▶ EXERCICE: Relevez tous les noms de lieux cités dans l'extrait ci-dessous sur l'épidémie de VIH.

Dans la région Ile-de-France, le profil de l’épidémie est concentré sur deux populations : les HSH qui regroupe plus de 40% des nouveaux cas de VIH et les personnes hétérosexuelles migrants pour la plupart en provenance de pays de forte endémie mais qui se sont aussi contaminés après leur arrivée en France pour une part non négligeable d’entre eux[i]. Ces dernières années, la dynamique de l’épidémie semble stable chez les HSH, en baisse pour les personnes contaminées par voie hétérosexuelle et les disparités territoriales persistent comme cela est analysé dans les deux premiers articles de ce bulletin. Cependant, le nombre de découvertes de sérologies positives reste toujours à un niveau élevé particulièrement à Paris notamment chez les HSH franciliens qui fréquentent des lieux de convivialité Gay, comme l’article sur l’enquête PREVAGAY 2015 le montre. De plus la part des découvertes à un stade tardif est encore trop fréquente.

Données recueillies
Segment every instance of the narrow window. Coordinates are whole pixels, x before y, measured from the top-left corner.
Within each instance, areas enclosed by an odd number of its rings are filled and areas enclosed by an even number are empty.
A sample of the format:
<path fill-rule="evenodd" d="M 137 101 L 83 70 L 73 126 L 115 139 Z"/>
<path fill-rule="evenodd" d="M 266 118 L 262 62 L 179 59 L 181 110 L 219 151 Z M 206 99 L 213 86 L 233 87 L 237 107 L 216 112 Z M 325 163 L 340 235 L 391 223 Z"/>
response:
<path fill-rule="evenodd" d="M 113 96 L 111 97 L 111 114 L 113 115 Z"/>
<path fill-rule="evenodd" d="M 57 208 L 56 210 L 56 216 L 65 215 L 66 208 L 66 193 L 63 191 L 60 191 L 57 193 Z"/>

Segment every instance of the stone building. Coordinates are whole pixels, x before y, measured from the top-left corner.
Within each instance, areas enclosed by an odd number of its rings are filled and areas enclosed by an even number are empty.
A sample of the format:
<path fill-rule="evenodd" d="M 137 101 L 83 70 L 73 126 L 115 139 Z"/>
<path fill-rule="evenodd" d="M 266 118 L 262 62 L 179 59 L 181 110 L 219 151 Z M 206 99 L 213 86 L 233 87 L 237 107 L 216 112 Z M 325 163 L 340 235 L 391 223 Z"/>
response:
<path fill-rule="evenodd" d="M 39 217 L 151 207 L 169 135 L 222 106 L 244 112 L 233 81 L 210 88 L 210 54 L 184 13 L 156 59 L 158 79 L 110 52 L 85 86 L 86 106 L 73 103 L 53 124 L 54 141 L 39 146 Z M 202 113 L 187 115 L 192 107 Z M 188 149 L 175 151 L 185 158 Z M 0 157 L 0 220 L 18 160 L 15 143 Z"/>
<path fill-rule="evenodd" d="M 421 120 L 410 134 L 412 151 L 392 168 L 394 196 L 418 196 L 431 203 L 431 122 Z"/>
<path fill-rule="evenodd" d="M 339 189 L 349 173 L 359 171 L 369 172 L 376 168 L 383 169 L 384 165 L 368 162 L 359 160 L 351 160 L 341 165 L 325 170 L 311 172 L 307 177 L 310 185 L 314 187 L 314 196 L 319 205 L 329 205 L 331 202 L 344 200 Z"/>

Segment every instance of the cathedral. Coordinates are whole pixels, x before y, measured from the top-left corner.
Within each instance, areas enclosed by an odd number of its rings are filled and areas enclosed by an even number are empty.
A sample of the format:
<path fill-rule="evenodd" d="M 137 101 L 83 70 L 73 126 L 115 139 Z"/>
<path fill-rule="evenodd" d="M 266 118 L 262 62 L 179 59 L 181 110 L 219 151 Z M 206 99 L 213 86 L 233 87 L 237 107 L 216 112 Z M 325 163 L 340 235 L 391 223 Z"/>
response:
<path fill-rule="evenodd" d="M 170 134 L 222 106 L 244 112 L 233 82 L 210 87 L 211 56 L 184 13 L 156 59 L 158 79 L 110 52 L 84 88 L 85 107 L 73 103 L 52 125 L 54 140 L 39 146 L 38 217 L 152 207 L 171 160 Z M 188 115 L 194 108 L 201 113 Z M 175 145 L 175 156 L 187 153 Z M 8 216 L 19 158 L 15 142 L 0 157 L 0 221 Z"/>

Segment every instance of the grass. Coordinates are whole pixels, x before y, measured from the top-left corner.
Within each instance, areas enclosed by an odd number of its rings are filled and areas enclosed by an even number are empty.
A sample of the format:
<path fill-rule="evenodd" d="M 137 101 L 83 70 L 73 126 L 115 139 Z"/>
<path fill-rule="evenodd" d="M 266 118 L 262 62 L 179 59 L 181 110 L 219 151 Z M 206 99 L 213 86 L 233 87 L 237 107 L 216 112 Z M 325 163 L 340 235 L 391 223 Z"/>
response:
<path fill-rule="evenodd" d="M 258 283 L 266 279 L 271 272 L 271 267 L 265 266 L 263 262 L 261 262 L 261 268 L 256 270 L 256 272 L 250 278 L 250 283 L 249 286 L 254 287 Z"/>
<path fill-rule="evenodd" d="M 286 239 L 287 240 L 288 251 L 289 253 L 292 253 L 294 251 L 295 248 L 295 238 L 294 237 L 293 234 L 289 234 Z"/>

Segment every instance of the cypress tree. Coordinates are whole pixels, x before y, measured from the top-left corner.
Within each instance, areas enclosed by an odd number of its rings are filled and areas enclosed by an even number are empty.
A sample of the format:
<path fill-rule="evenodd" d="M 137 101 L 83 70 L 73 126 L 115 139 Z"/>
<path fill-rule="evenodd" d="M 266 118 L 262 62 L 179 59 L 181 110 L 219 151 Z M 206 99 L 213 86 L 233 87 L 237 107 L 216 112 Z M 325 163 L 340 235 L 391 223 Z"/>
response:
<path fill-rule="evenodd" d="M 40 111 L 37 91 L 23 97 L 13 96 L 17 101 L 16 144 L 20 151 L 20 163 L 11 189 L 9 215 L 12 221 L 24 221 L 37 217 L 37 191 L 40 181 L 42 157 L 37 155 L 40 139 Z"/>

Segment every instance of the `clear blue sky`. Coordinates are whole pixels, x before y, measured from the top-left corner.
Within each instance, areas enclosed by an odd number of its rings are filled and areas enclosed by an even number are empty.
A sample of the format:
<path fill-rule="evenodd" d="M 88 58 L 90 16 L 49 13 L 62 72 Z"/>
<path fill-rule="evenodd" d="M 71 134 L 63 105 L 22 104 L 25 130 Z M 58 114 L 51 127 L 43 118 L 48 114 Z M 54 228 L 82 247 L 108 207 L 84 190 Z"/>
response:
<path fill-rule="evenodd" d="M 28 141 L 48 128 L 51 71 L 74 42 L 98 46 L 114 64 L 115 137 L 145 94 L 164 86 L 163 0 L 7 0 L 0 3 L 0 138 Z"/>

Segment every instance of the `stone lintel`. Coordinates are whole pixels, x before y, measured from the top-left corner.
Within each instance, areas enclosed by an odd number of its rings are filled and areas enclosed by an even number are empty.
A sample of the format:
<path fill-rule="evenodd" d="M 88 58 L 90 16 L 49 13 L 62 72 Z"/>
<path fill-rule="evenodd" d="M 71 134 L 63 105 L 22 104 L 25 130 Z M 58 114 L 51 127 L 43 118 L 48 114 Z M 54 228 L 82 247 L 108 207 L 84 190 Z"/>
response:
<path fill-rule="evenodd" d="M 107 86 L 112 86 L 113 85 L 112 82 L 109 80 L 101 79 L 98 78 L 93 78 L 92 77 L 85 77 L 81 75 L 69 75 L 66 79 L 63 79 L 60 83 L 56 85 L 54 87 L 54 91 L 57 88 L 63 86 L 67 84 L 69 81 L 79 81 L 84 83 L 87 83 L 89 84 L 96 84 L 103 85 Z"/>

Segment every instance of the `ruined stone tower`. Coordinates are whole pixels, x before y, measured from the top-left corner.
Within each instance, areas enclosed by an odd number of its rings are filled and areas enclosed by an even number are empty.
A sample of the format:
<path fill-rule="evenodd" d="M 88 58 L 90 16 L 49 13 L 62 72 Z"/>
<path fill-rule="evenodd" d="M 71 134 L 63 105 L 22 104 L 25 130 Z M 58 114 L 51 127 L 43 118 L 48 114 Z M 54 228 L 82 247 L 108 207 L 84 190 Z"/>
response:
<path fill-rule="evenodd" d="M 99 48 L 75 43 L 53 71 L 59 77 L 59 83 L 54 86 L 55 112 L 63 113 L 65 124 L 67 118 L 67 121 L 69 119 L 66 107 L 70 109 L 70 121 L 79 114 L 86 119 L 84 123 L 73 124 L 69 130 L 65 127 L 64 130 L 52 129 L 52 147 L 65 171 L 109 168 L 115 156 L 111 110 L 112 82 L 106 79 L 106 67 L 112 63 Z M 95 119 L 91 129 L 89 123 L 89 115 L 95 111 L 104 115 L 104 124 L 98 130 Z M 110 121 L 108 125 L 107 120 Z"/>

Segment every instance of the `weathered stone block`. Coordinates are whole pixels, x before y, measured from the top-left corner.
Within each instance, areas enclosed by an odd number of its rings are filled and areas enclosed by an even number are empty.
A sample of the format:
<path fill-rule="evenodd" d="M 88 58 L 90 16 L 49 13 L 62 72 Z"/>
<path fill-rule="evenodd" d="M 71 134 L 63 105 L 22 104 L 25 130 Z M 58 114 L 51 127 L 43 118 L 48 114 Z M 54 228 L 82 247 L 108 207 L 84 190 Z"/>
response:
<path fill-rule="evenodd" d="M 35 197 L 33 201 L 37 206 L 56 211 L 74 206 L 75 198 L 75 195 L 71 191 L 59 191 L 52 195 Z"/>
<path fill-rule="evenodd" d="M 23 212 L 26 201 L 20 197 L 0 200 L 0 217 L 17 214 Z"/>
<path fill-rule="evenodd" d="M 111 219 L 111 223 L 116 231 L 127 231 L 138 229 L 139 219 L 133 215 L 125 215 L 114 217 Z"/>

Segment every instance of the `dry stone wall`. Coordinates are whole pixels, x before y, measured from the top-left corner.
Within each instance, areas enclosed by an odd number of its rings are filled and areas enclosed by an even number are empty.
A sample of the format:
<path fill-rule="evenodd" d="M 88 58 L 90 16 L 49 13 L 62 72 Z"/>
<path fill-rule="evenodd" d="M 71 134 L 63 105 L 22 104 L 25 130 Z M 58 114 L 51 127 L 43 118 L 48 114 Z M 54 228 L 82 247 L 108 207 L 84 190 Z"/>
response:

▶ RÉPONSE:
- Ile-de-France
- France
- Paris